### Detalles del problema
¿Puedes transcribir sin cambios, del texto sobre los perros y las correas, el fragmento que va desde "Perrilandia" hasta "el Rey Osric."?

### Texto proporcionado
═══
Perrilandia
¡Válgame Dios! Menudo
sinvergüenza está uno hecho. Mira que pedirle a alguien que amarre a su perro con
correa cuando pasa junto a un parque infantil, y todo porque una pequeña sintió
pánico cuando un soberbio lebrel, que casi la igualaba en envergadura, se le
arrimó raudo con ánimos inciertos.
“¡Qué osadía, qué atrevimiento, qué
insolencia! ¡Qué arrogancia!”, que diría el Rey Osric.
¿Acaso no se sabe sobradamente
que las correas son opresoras, cinchas de la vergüenza, fascistas incluso, si
me apuran? ¿Acaso no es conocido que los parques y jardines son tierras de
libertad, zonas desmilitarizadas, Parnaso, Edén, oasis de la anarquía y el
libertinaje?, ¿que el derecho fáunico ha de prevalecer sobre el natural y
romano?, ¿que los animales también son almas de Dios? ¿Acaso la niña, finalmente,
no sintió miedo debido a la mala educación recibida de sus padres, quienes la
corrompen en la cánida aversión atendiendo a intereses oscuros? ¿Acaso la Ley
no es malhadada y torticera?
¿Por qué recoger excrementos,
diluir con agua los orines, silenciar los ladridos persistentes, animalizar a
los animales, usar correas esclavistas e infames bozales, expulsarlos de las
zonas infantiles? El perro es el mejor amigo del hombre, más noble que la mayoría de
los humanos —niños traumatizados incluidos—, y jamás habrá de morder a
nadie que no se lo merezca. El perro es un ser fabuloso, mítico, fantástico, educado
como el mayor de los notables, y su dueño, como todos, el mejor de los posibles,
el más respetuoso. Faltaría más.
═══
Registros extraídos
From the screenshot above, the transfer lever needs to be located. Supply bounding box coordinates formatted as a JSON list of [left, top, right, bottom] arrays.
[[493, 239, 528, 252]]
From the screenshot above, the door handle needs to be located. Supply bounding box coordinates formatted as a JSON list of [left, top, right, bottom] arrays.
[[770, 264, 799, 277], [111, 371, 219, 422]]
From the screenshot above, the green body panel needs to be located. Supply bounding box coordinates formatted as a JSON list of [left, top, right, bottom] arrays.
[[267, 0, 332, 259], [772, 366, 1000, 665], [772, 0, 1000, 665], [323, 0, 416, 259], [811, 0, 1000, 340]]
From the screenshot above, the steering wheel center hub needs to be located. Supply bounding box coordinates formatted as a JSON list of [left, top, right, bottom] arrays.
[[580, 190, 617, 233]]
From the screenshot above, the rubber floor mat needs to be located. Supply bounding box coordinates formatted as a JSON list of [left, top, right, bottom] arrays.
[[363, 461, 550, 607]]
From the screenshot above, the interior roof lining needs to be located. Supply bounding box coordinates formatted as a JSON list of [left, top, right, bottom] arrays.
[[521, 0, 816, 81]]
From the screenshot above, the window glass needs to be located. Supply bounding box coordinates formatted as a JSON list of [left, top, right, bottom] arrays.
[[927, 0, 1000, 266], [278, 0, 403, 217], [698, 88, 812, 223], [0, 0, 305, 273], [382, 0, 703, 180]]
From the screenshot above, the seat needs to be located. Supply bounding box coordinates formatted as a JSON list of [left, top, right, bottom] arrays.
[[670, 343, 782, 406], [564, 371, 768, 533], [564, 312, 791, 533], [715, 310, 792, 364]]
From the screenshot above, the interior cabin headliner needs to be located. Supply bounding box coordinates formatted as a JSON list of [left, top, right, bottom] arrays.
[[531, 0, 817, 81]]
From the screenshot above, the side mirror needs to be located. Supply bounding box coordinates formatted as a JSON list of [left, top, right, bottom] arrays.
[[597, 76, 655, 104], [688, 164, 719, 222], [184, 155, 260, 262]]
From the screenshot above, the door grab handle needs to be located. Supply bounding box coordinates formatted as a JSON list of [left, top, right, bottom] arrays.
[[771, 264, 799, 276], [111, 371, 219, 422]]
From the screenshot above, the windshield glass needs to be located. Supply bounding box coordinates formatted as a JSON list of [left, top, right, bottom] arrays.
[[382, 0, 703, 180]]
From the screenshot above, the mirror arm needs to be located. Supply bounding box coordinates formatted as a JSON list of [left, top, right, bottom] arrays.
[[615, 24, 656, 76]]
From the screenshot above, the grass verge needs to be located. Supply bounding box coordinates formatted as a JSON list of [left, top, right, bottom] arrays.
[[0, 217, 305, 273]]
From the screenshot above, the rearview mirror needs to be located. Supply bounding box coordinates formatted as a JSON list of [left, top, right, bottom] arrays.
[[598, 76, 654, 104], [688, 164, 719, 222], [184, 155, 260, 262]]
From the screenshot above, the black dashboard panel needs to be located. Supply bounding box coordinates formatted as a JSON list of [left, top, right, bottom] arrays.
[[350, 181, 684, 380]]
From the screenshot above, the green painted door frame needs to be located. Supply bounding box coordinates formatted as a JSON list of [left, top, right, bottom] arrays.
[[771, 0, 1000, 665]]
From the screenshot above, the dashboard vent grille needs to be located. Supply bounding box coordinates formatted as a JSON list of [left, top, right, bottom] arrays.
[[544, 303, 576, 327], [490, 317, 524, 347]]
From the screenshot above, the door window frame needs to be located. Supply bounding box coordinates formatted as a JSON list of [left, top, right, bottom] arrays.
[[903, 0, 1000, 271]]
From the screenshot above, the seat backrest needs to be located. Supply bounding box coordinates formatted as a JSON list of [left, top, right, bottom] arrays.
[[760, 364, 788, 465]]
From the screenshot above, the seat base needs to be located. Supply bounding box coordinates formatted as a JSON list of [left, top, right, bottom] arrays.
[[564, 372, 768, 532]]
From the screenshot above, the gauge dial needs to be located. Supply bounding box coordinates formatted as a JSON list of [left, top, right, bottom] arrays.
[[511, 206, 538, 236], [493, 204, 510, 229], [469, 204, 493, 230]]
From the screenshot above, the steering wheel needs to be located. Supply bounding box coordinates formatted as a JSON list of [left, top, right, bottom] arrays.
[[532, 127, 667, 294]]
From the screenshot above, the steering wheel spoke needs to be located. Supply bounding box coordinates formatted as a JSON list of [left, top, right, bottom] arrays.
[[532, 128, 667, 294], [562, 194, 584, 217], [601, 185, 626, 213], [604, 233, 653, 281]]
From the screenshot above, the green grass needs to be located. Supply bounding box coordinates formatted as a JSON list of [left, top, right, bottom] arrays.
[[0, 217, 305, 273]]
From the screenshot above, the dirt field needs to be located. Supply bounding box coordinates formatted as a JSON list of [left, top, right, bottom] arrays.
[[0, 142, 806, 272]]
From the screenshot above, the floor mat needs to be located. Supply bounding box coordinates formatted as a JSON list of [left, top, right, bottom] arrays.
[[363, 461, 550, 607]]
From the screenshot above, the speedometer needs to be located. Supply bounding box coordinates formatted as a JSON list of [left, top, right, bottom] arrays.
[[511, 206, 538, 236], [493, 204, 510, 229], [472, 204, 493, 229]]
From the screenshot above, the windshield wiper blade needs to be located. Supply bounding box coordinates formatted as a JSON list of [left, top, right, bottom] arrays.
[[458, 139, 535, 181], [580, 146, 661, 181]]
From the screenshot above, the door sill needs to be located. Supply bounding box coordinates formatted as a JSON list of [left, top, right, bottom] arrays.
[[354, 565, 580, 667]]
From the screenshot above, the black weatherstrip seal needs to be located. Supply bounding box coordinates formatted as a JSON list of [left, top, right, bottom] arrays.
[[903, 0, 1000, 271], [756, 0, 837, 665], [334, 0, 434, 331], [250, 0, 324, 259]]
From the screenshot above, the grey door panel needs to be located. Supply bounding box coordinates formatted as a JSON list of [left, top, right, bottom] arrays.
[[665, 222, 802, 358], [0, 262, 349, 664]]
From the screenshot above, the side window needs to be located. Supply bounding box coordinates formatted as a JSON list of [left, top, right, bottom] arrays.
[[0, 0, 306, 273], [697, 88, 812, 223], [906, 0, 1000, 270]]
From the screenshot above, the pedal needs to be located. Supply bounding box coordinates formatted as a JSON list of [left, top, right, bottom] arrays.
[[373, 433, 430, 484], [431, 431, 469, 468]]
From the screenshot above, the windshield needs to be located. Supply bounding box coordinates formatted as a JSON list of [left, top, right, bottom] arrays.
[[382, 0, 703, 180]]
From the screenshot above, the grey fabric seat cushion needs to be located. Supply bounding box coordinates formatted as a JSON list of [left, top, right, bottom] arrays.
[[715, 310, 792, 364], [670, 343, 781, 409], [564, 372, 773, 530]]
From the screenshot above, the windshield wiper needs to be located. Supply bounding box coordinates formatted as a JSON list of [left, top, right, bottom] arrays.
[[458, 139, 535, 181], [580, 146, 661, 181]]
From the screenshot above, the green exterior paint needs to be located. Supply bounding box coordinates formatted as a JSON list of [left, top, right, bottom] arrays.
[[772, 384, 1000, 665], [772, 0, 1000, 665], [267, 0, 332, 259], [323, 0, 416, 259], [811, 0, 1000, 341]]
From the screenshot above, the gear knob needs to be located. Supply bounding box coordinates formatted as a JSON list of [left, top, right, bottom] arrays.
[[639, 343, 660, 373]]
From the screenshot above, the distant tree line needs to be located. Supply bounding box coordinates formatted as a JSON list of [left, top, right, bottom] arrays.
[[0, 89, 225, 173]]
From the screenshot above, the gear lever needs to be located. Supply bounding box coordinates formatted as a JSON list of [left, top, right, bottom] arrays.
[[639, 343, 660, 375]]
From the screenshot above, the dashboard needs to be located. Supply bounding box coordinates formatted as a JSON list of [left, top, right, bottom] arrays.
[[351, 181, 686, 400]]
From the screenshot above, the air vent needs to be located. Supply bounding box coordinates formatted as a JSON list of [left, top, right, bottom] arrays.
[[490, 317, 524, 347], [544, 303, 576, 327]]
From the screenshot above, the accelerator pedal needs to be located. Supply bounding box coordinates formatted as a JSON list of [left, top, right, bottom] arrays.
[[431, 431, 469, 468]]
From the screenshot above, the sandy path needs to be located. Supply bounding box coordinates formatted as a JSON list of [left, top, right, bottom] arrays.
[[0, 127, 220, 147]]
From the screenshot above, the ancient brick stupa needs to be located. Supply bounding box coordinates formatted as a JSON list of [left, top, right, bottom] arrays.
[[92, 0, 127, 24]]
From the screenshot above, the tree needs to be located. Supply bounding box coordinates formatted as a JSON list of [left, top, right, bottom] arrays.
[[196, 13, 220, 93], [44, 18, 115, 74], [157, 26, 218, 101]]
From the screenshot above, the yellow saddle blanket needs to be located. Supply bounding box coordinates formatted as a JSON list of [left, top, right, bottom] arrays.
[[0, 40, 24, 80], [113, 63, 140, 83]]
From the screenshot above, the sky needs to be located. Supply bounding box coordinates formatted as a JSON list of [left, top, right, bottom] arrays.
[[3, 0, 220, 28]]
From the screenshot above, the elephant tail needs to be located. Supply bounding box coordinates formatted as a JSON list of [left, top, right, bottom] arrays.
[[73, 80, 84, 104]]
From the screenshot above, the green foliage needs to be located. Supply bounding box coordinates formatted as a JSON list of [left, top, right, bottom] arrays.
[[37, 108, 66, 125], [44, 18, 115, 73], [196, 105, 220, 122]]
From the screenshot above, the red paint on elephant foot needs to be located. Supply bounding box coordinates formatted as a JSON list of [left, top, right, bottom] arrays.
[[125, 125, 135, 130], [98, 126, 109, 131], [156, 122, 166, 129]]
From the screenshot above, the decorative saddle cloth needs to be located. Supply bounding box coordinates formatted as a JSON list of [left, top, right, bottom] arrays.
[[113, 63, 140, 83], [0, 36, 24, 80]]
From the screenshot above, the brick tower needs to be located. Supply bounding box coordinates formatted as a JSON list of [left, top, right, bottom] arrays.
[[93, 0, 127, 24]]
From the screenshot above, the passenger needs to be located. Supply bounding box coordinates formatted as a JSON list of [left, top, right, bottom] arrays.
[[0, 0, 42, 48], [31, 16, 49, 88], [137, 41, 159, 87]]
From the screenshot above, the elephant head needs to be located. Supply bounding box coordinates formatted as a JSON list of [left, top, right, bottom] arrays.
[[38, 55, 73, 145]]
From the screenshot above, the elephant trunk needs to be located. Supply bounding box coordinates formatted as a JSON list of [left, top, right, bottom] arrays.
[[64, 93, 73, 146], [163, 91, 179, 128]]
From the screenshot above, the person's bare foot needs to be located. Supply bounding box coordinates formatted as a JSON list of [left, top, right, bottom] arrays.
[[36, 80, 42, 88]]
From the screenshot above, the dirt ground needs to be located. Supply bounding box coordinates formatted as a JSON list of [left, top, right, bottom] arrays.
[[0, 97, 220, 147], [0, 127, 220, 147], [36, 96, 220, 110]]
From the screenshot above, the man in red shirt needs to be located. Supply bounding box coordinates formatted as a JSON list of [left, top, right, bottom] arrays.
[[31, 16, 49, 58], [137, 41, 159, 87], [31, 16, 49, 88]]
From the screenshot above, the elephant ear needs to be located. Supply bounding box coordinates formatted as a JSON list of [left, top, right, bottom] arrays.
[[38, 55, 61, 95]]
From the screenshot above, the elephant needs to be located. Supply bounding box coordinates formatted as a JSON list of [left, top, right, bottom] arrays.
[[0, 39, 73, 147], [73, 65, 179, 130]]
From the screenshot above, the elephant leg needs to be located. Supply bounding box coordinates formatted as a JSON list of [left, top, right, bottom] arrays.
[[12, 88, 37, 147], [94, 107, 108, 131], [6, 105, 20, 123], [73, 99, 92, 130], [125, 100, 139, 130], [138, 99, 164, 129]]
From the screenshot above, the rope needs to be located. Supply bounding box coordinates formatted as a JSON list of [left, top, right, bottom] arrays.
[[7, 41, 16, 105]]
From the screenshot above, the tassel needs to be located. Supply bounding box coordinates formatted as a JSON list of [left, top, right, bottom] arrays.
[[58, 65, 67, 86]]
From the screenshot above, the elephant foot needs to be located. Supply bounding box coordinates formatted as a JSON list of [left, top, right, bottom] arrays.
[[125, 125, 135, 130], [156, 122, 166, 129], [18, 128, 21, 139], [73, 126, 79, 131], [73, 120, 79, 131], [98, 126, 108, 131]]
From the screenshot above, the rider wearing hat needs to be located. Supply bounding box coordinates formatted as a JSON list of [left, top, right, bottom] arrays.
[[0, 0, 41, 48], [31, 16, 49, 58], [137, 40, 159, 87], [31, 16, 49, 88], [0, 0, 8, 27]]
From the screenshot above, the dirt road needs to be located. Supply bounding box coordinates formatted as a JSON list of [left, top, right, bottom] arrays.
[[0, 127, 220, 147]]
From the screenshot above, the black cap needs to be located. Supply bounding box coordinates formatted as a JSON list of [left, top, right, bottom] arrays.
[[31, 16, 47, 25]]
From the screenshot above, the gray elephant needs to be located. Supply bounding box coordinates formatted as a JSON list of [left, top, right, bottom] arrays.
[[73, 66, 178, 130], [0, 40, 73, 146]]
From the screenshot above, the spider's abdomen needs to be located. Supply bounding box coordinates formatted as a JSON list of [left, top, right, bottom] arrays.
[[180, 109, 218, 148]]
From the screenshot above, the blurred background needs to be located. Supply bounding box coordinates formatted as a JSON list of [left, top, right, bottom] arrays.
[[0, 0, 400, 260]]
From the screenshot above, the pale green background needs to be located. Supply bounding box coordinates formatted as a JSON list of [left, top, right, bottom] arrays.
═══
### Ejercicio resuelto
Perrilandia
¡Válgame Dios! Menudo
sinvergüenza está uno hecho. Mira que pedirle a alguien que amarre a su perro con
correa cuando pasa junto a un parque infantil, y todo porque una pequeña sintió
pánico cuando un soberbio lebrel, que casi la igualaba en envergadura, se le
arrimó raudo con ánimos inciertos.
“¡Qué osadía, qué atrevimiento, qué
insolencia! ¡Qué arrogancia!”, que diría el Rey Osric.